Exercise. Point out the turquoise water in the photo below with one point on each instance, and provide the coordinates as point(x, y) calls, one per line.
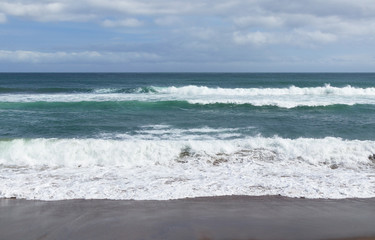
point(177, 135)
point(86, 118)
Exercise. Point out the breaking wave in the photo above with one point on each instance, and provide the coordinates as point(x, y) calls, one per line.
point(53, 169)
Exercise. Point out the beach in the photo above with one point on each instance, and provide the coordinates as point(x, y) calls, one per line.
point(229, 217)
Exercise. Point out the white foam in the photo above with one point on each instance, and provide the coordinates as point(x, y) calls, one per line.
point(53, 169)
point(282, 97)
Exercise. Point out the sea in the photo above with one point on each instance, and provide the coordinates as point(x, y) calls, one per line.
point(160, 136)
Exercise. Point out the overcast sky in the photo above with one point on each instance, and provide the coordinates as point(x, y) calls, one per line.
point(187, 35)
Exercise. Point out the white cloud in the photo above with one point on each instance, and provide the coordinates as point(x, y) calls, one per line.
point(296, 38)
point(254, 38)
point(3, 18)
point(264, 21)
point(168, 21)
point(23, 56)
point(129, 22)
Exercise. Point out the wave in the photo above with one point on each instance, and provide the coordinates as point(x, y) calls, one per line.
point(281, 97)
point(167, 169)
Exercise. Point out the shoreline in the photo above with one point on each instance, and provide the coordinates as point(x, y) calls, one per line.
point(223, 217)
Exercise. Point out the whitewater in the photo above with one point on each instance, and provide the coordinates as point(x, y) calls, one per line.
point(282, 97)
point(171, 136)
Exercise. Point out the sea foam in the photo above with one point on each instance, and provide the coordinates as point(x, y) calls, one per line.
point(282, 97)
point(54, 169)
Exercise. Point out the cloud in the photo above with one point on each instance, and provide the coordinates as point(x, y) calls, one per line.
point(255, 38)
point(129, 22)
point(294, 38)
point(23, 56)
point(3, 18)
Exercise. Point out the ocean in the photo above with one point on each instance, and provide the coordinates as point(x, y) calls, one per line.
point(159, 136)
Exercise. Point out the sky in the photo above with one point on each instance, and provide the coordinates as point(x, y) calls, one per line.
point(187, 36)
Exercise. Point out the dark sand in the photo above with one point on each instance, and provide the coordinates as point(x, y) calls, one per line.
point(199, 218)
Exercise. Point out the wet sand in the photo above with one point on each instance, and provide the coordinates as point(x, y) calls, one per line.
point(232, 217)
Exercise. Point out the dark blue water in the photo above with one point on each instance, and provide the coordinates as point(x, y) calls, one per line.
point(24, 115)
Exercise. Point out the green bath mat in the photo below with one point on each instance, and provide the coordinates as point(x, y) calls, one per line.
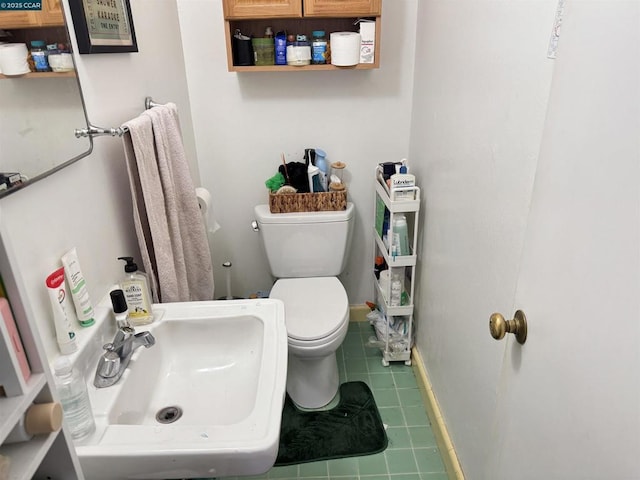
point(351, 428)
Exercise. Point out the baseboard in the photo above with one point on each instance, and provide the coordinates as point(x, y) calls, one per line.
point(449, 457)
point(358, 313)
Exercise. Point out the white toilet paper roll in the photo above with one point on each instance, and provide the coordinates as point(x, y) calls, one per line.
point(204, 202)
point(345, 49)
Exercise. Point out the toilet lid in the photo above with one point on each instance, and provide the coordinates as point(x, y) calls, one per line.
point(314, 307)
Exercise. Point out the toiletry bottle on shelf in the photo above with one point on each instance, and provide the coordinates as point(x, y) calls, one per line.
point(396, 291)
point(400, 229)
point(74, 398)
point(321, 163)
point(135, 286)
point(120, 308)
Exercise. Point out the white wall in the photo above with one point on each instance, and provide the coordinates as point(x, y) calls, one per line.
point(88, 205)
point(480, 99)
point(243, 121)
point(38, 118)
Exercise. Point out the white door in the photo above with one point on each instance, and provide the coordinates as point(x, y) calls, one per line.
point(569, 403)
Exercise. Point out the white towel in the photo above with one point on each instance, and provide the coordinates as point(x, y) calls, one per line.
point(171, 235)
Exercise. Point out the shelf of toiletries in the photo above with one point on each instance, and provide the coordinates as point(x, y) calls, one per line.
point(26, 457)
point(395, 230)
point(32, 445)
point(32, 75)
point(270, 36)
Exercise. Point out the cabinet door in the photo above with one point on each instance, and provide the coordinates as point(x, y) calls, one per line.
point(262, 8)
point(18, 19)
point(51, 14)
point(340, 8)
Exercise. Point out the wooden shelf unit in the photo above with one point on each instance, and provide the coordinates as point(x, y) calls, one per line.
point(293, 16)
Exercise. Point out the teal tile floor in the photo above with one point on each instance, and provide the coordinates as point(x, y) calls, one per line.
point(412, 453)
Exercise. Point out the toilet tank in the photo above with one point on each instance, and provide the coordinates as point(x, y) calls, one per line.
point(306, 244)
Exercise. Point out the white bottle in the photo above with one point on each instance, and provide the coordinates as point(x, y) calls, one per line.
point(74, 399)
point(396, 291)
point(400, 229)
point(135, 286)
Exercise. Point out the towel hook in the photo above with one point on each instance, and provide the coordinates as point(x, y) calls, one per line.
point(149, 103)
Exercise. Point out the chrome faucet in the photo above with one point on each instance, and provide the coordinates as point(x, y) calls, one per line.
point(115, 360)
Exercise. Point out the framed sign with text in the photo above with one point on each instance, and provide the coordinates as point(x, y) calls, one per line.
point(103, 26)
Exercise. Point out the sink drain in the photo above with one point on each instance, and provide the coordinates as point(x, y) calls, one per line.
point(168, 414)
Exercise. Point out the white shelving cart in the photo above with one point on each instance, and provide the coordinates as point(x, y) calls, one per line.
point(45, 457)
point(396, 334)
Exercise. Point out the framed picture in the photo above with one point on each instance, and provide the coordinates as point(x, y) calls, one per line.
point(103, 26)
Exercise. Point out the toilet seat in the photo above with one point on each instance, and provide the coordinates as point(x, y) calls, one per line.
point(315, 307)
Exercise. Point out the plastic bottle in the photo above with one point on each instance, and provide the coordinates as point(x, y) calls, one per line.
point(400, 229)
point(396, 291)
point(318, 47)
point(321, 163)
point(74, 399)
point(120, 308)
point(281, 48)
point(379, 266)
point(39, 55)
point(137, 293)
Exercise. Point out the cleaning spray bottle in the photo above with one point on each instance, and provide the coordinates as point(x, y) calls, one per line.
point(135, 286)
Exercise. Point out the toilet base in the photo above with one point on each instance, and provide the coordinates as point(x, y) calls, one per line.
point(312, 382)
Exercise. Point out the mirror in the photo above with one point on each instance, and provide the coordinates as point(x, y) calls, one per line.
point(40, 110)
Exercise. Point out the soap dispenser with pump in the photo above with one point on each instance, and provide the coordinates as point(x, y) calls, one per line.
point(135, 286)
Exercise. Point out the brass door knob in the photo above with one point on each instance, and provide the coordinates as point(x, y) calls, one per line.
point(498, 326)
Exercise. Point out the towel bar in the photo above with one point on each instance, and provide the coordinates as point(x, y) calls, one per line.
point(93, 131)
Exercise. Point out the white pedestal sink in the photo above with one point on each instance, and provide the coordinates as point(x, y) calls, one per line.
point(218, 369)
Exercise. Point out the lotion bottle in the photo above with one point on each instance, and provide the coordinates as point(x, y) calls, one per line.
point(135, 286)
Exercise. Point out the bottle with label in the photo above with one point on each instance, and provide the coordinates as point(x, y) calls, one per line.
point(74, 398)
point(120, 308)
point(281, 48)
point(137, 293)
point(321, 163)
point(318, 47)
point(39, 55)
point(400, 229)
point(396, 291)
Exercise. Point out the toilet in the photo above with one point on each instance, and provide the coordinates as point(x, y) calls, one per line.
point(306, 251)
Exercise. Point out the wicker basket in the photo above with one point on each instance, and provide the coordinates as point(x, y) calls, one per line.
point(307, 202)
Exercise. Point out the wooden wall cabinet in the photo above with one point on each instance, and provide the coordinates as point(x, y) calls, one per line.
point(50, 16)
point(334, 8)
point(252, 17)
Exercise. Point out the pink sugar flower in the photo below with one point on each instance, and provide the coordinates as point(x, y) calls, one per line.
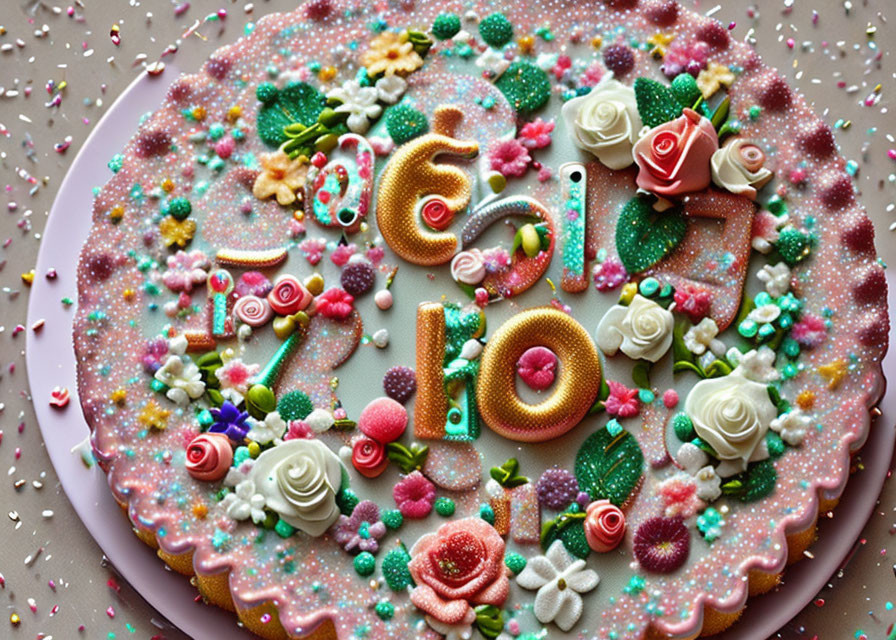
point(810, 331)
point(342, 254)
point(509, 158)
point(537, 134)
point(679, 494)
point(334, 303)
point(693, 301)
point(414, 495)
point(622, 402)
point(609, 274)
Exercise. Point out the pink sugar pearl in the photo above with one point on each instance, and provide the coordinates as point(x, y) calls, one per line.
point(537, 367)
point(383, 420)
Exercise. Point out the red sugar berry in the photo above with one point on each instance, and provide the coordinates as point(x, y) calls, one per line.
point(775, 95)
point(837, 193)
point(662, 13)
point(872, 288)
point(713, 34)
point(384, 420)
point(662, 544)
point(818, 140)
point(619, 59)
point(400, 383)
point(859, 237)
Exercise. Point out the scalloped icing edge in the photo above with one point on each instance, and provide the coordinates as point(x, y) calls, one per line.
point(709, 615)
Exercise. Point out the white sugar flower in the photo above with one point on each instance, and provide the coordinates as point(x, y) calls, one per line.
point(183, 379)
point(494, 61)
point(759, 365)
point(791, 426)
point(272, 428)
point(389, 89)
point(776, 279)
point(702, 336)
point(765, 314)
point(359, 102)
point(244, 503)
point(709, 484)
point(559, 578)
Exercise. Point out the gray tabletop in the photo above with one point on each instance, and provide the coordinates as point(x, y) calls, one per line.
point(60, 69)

* EXERCISE GOAL *
Copy out the stretch of rows above from the line containing "Exercise. Point out the wooden shelf" through the line containing "point(293, 16)", reproducing each line with no changes.

* WRITTEN RESPONSE *
Exercise. Point out the wooden shelf unit in the photo above with one point on each instance, and provide the coordinates as point(x, y) calls, one per line.
point(293, 16)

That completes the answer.